Every line below that carries the word "blue" needs to be copied.

___ Provided data

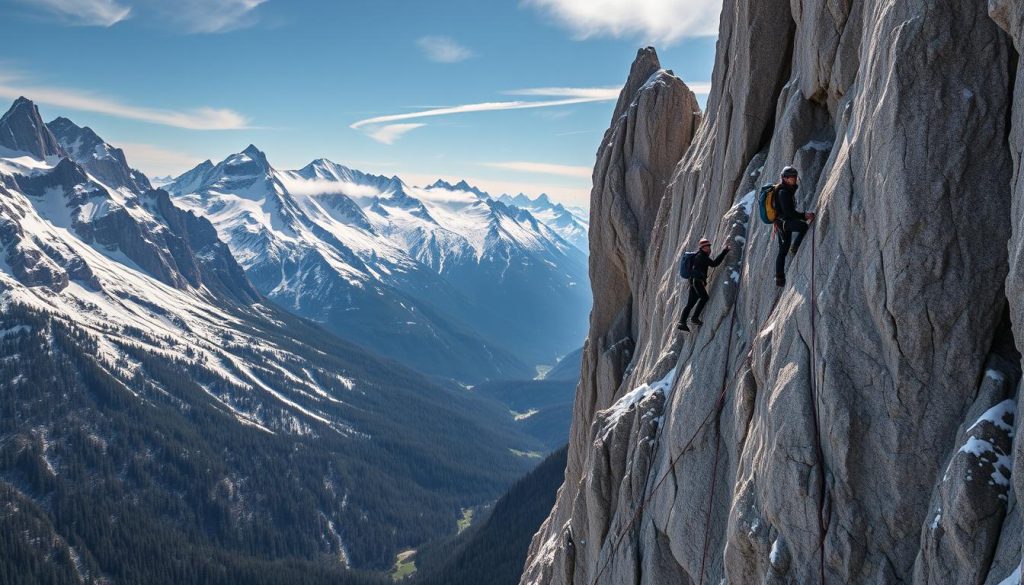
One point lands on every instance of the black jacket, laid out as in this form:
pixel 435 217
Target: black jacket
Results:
pixel 702 261
pixel 785 203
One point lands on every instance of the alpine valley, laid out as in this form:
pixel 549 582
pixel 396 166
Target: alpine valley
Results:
pixel 443 278
pixel 171 413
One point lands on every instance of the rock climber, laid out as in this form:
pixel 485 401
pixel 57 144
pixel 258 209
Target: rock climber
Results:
pixel 694 267
pixel 792 223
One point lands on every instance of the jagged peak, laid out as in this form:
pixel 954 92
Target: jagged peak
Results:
pixel 23 129
pixel 644 66
pixel 252 151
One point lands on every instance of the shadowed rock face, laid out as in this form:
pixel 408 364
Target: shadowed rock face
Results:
pixel 878 389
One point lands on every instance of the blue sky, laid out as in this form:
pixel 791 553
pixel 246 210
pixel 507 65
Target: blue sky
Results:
pixel 174 83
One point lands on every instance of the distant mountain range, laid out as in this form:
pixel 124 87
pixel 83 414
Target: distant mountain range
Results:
pixel 163 421
pixel 443 278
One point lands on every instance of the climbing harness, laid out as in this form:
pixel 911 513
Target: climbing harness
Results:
pixel 717 412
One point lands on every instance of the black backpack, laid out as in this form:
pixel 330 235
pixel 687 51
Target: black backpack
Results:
pixel 686 266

______

■ Response to this exercise
One point lands on every instance of the blue sky, laid out as in this form:
Target: blue sky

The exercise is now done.